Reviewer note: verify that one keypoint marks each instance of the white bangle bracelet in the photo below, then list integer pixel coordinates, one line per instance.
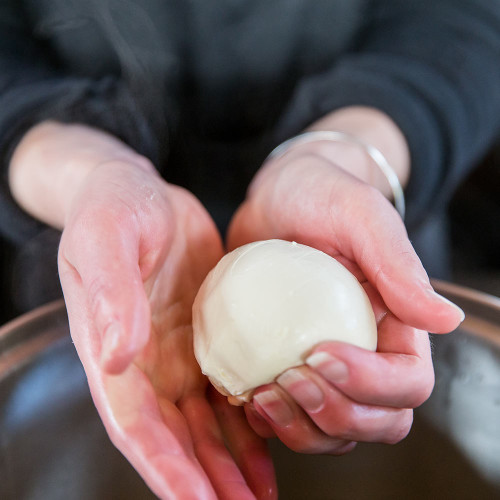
(374, 153)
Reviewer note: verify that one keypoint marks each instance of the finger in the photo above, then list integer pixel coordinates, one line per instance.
(258, 424)
(337, 415)
(156, 440)
(293, 426)
(380, 245)
(248, 449)
(219, 465)
(105, 261)
(400, 375)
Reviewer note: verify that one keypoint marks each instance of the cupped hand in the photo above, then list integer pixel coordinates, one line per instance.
(133, 254)
(344, 394)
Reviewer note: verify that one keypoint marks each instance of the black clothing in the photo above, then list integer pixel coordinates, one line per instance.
(206, 89)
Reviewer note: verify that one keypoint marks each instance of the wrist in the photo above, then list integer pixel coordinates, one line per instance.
(369, 126)
(53, 161)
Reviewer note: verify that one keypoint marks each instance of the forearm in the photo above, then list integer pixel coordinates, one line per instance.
(52, 161)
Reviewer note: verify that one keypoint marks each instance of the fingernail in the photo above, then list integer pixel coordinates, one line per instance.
(330, 367)
(110, 342)
(436, 296)
(302, 389)
(275, 407)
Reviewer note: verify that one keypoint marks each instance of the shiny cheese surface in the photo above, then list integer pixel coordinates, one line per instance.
(264, 307)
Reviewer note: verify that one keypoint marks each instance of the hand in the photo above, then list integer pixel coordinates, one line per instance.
(133, 254)
(344, 394)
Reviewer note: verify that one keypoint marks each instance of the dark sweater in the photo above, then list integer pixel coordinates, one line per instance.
(207, 88)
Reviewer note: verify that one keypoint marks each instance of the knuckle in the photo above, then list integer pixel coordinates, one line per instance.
(401, 429)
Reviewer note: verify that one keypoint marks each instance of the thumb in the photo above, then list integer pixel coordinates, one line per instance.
(105, 264)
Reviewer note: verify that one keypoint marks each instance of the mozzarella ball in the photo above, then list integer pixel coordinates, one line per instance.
(264, 307)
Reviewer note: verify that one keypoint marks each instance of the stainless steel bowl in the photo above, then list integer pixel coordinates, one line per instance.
(53, 445)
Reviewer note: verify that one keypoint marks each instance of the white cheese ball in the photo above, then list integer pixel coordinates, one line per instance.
(264, 307)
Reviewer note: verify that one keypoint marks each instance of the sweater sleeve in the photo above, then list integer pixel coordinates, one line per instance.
(433, 66)
(33, 88)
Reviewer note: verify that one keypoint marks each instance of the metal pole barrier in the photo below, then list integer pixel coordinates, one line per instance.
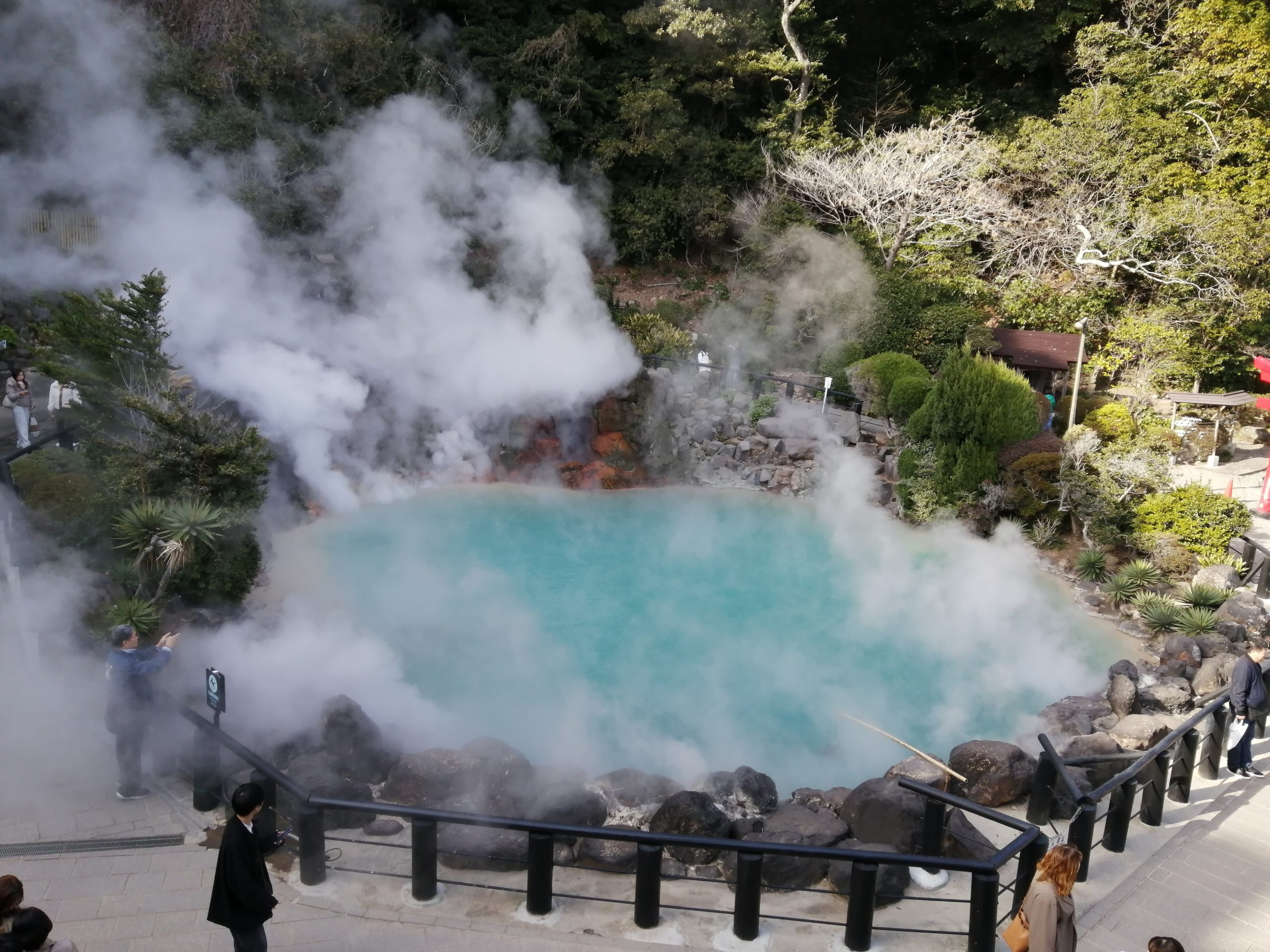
(1080, 834)
(933, 831)
(983, 913)
(860, 903)
(648, 887)
(1184, 767)
(1156, 782)
(1214, 743)
(1119, 813)
(423, 860)
(1043, 791)
(1028, 860)
(266, 824)
(750, 890)
(538, 894)
(313, 846)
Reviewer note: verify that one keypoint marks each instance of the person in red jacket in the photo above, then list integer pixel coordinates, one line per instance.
(243, 896)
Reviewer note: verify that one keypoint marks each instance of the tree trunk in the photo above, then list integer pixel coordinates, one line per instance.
(804, 87)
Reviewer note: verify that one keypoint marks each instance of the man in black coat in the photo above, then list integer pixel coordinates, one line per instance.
(242, 892)
(1248, 695)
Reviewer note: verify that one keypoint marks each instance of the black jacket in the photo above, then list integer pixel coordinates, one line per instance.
(1248, 688)
(242, 892)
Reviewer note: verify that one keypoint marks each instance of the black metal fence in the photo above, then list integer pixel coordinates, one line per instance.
(1026, 848)
(1162, 772)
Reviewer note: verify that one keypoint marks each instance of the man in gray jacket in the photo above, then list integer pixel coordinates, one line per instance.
(1248, 695)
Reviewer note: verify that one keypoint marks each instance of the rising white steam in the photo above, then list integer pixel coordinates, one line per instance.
(357, 397)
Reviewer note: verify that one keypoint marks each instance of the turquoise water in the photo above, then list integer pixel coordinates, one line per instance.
(686, 631)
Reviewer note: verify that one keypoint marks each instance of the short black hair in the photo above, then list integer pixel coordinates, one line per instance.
(247, 799)
(28, 930)
(120, 634)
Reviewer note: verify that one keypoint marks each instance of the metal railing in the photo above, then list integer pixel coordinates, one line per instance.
(1026, 848)
(1164, 771)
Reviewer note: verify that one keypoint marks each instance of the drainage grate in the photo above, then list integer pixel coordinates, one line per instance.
(89, 846)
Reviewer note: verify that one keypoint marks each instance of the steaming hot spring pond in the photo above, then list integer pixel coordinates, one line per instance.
(683, 631)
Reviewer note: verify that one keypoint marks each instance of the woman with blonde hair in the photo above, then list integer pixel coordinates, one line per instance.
(1049, 909)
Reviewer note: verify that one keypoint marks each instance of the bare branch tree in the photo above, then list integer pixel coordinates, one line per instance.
(925, 186)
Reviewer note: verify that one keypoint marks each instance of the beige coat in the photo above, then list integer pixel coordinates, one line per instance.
(1051, 919)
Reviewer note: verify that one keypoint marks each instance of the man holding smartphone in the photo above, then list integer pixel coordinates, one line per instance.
(128, 669)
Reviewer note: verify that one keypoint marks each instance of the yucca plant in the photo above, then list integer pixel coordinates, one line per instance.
(1143, 573)
(1091, 565)
(1196, 621)
(1121, 590)
(1159, 612)
(1201, 595)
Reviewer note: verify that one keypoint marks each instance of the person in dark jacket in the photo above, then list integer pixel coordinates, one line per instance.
(1248, 695)
(128, 669)
(242, 894)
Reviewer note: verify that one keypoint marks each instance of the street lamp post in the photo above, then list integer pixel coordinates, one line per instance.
(1076, 382)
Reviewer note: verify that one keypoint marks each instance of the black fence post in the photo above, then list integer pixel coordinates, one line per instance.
(313, 846)
(983, 913)
(1119, 813)
(860, 903)
(1028, 860)
(1080, 834)
(538, 894)
(1043, 791)
(1214, 742)
(933, 831)
(266, 824)
(648, 885)
(423, 860)
(1155, 785)
(750, 890)
(1184, 767)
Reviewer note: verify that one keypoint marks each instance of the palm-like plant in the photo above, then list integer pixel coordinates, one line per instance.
(1091, 565)
(1159, 612)
(1196, 621)
(1201, 595)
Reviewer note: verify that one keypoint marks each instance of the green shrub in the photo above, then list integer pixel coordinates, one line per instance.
(907, 397)
(1203, 521)
(762, 408)
(1196, 621)
(873, 377)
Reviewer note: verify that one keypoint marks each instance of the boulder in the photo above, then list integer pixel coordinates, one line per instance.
(963, 841)
(632, 787)
(1223, 577)
(609, 855)
(1127, 668)
(1214, 674)
(818, 828)
(319, 774)
(1139, 731)
(996, 772)
(1123, 696)
(1179, 648)
(892, 880)
(780, 873)
(1166, 696)
(356, 740)
(919, 769)
(832, 800)
(695, 814)
(882, 812)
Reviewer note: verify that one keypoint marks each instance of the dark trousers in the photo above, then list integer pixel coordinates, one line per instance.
(1241, 754)
(250, 940)
(127, 752)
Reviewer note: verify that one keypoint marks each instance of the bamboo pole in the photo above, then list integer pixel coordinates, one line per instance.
(937, 762)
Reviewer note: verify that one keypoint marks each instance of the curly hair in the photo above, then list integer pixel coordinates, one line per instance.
(1060, 867)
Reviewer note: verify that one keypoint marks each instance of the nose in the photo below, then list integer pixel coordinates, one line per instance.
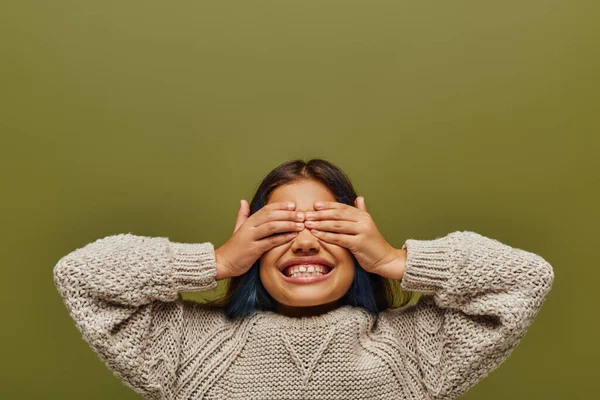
(305, 242)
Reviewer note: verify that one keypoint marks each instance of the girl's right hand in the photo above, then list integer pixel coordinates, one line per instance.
(271, 226)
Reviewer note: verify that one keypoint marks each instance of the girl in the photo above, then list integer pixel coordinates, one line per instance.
(310, 311)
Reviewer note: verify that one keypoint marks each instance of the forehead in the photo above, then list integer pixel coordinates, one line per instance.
(304, 193)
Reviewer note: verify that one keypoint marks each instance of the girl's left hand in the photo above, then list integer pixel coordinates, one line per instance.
(354, 229)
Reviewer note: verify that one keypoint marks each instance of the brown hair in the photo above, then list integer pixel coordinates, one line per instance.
(382, 292)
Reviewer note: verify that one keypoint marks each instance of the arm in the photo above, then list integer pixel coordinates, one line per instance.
(122, 291)
(479, 297)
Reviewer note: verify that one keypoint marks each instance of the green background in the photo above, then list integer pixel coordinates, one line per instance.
(157, 117)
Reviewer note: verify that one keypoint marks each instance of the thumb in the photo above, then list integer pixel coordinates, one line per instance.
(242, 215)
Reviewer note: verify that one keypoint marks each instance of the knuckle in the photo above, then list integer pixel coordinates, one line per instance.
(272, 226)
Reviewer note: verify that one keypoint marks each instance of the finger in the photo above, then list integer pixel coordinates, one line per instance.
(360, 201)
(322, 205)
(242, 215)
(273, 212)
(347, 241)
(274, 227)
(346, 213)
(346, 227)
(275, 240)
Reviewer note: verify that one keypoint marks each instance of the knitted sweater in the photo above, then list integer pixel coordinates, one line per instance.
(478, 298)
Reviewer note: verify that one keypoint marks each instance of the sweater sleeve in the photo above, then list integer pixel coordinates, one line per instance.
(478, 298)
(122, 291)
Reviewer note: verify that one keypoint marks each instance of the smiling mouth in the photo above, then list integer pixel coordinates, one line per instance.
(306, 270)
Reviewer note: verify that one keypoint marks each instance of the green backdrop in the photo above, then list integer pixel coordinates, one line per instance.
(157, 117)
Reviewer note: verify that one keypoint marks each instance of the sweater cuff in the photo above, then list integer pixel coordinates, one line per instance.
(431, 263)
(194, 266)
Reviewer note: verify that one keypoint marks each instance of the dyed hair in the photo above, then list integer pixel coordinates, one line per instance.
(246, 294)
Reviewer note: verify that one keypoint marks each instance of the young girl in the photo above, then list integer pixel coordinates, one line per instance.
(309, 312)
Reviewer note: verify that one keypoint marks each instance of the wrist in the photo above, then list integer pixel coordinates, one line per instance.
(222, 270)
(395, 269)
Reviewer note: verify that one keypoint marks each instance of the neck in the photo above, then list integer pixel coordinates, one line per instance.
(309, 311)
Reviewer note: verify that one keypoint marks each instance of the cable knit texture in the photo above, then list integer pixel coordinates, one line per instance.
(478, 298)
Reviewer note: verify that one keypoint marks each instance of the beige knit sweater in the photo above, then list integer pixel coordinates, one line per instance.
(479, 297)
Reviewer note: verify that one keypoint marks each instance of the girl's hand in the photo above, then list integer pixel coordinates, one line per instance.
(354, 229)
(271, 226)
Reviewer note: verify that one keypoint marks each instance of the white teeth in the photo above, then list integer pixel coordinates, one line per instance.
(306, 270)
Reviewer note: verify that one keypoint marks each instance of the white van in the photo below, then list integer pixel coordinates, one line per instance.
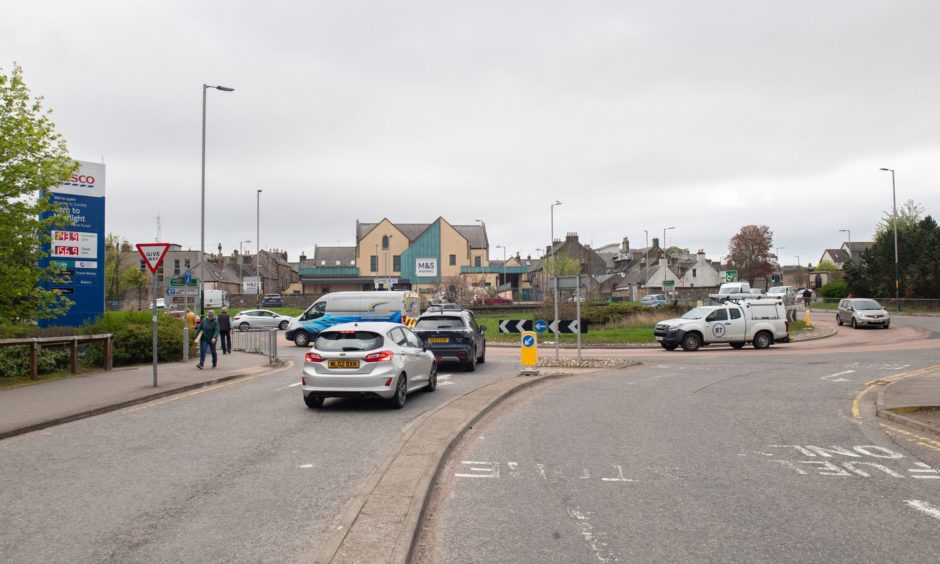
------------------------------------------------------------------------
* **Set exercise**: How many lines in the items above contain the string "background"? Matching is case-sensitive. Reply with the number alone.

* **Output of the exercise**: 1